(Beginning of RAW DATA)

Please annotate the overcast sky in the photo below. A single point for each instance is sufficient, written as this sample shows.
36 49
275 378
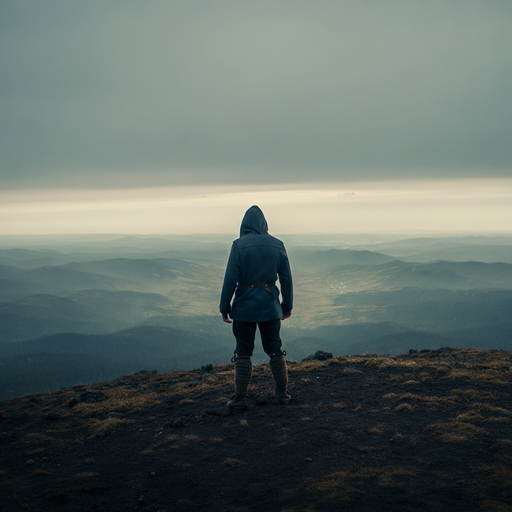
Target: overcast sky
121 94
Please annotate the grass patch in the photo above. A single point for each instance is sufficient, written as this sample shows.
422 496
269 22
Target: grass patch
108 426
431 402
34 438
181 440
40 472
482 407
499 473
451 438
404 408
231 462
459 428
85 474
120 399
376 362
351 370
36 451
495 506
498 419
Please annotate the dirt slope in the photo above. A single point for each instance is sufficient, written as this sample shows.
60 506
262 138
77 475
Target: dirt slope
428 431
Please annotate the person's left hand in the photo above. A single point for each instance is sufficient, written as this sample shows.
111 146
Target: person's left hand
226 319
286 314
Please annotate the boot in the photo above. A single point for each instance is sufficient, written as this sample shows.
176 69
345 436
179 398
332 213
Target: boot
243 373
278 368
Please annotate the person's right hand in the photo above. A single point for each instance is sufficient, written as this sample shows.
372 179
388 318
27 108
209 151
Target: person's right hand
227 319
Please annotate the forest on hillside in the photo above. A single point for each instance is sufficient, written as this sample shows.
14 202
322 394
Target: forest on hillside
79 309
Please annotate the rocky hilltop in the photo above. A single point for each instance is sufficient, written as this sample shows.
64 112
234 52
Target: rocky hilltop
428 430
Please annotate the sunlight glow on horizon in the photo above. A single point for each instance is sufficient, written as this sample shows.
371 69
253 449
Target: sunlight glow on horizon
472 205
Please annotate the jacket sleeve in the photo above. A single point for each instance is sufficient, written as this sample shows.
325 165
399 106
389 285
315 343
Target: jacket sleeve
285 279
230 280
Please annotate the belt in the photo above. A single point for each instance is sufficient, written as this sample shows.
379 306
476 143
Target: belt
265 286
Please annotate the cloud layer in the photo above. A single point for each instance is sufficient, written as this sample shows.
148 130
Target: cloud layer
126 93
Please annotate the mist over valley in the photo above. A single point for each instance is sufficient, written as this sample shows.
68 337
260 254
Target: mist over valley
88 309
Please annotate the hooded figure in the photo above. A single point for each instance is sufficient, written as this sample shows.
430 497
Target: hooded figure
256 261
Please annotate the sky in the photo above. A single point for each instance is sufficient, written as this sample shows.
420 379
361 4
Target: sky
334 116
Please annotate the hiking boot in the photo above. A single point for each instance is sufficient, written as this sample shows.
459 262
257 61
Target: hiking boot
283 399
243 374
278 368
238 404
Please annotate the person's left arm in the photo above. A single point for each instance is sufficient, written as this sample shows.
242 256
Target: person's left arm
230 281
286 281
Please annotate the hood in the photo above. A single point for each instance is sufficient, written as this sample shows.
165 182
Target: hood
253 222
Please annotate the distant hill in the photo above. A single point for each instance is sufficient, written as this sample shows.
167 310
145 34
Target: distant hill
88 311
339 257
60 359
440 275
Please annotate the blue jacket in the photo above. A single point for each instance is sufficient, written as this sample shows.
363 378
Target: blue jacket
256 258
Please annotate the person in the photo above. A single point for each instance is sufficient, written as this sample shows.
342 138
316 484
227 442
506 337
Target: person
255 262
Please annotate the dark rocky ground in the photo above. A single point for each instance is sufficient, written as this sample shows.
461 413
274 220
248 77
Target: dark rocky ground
426 431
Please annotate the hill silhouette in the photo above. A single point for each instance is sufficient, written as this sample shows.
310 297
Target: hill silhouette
428 430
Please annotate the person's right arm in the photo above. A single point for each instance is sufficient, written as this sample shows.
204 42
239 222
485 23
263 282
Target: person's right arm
230 281
286 281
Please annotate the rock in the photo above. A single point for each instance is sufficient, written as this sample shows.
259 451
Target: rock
87 397
319 355
171 400
223 412
261 400
186 504
17 416
156 387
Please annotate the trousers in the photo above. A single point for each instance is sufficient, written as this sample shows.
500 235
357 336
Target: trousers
245 333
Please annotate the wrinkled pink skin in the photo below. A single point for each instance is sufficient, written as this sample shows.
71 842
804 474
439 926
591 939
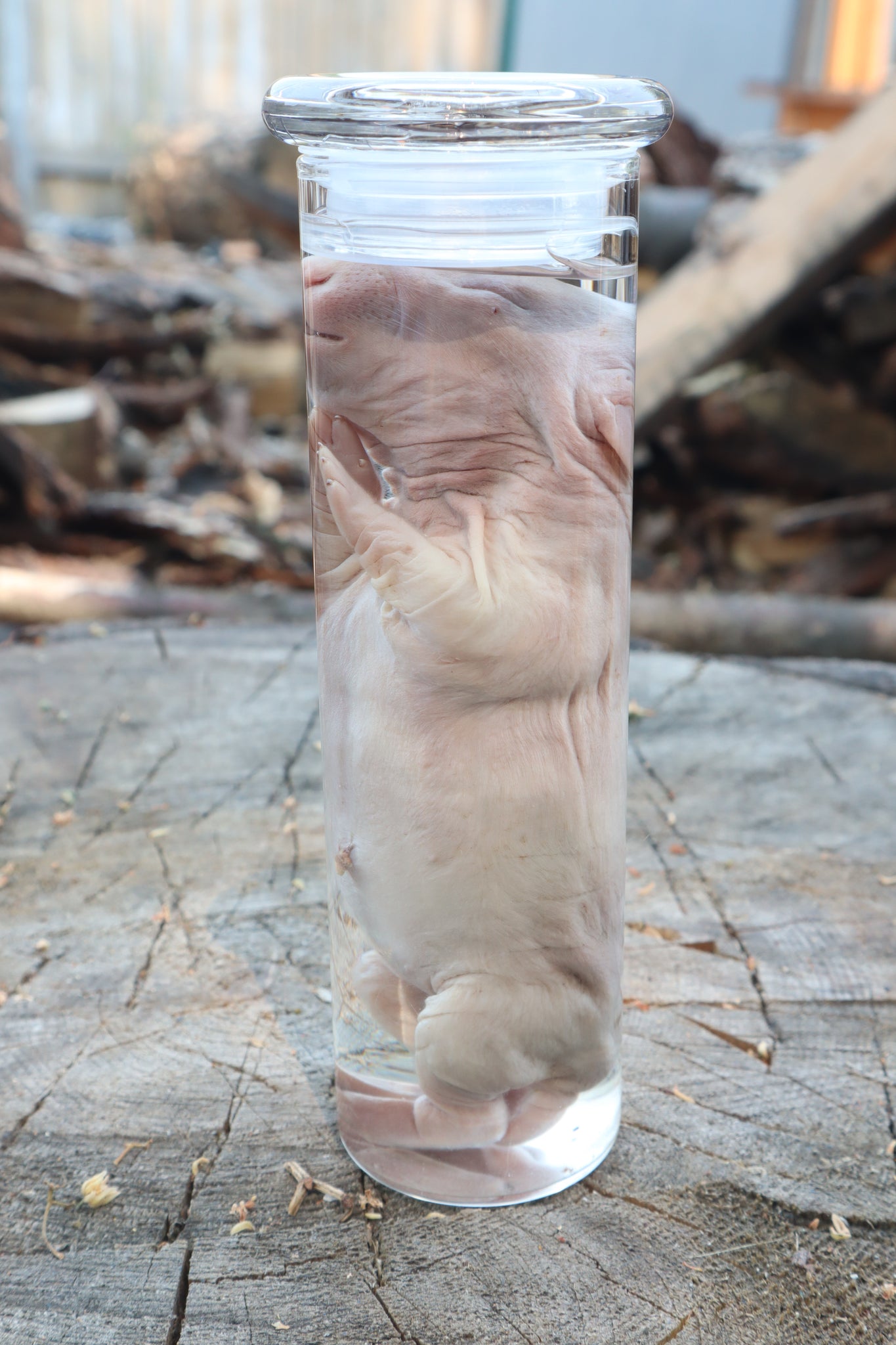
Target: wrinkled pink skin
473 640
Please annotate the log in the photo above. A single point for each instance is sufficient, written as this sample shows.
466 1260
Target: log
33 291
820 217
165 963
852 513
272 370
784 428
765 625
74 427
37 489
46 595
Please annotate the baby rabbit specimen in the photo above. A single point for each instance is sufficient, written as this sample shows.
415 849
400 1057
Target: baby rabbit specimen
472 460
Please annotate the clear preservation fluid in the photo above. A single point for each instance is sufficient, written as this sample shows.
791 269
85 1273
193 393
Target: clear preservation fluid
472 437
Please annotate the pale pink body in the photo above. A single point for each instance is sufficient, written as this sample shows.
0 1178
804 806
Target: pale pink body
473 643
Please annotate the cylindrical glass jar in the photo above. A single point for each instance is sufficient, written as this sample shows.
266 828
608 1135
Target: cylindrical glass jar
471 268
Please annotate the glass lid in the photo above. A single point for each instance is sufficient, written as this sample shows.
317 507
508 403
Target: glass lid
452 108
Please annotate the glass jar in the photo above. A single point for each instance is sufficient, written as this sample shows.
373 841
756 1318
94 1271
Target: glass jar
471 265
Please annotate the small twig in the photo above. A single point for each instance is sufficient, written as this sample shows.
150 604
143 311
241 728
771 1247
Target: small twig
726 1251
43 1225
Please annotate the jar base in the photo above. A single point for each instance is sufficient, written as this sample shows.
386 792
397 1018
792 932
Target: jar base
495 1176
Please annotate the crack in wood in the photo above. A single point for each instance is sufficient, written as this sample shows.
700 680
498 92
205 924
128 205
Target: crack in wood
289 766
179 1310
667 870
828 766
280 667
93 753
142 971
676 1331
135 794
28 977
715 900
694 676
640 1204
887 1083
18 1126
230 793
172 1231
10 791
399 1331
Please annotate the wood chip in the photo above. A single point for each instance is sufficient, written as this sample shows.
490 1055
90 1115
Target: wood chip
96 1191
304 1181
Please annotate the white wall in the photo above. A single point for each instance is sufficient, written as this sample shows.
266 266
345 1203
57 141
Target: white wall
704 51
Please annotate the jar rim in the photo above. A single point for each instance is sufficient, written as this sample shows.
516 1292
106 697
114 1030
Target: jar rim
453 108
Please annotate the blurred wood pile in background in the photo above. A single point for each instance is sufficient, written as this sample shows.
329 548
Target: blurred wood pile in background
152 418
152 407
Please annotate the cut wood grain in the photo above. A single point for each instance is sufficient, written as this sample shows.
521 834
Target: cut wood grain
801 233
163 954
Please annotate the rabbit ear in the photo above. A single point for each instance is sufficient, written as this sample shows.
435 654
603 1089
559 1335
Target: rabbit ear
331 548
406 569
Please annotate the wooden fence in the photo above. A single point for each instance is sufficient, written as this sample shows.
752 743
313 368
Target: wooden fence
83 82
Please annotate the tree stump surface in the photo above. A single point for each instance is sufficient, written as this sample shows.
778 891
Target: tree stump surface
165 962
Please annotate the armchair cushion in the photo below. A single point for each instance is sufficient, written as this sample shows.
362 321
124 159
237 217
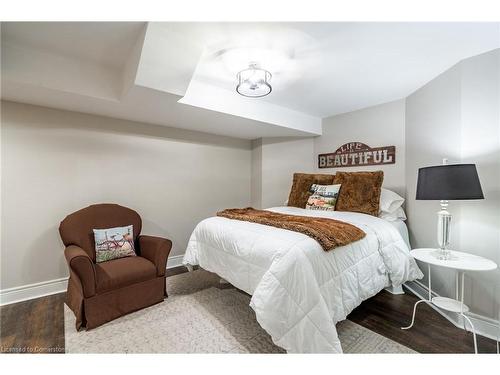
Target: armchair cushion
156 250
121 272
81 265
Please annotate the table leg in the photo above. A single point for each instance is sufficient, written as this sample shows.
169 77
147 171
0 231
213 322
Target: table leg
414 311
464 317
429 301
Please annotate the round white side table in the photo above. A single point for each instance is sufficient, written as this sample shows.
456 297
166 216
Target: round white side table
461 262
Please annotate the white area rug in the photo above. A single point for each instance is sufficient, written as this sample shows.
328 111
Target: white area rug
202 316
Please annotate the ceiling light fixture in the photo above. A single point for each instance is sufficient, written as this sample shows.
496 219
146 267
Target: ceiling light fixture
254 82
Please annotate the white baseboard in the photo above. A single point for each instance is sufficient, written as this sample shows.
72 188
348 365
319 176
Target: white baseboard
30 291
175 261
47 288
483 325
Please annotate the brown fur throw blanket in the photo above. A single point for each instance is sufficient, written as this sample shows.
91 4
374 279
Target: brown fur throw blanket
329 233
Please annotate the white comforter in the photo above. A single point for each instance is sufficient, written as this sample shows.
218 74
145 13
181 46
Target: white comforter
299 291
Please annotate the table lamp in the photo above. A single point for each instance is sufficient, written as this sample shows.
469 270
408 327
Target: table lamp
445 183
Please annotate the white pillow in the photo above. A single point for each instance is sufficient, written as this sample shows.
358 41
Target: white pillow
399 214
390 201
324 197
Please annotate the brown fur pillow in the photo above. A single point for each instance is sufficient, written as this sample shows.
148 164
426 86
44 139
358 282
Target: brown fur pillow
360 191
301 185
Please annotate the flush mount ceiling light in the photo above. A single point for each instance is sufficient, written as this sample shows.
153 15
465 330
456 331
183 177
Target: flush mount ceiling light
254 82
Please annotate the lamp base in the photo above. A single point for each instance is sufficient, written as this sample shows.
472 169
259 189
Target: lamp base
442 254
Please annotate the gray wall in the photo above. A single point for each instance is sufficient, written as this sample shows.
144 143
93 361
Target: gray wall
382 125
274 161
55 162
457 116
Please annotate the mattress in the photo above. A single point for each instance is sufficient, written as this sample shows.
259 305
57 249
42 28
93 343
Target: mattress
299 291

(End of RAW DATA)

[YOUR ASSIGNMENT]: Write out nothing but the lines from the start of the data through the line with "Please annotate the grass". Leave out the pictures.

[YOUR SOLUTION]:
Please annotate the overcast sky in the photo below. A single point for each instance is sufficient, written as this sample shows.
36 49
275 378
Target: overcast sky
121 94
Please annotate the grass patch in the photo above. A single point for each instance is sufficient, written as this sample shows.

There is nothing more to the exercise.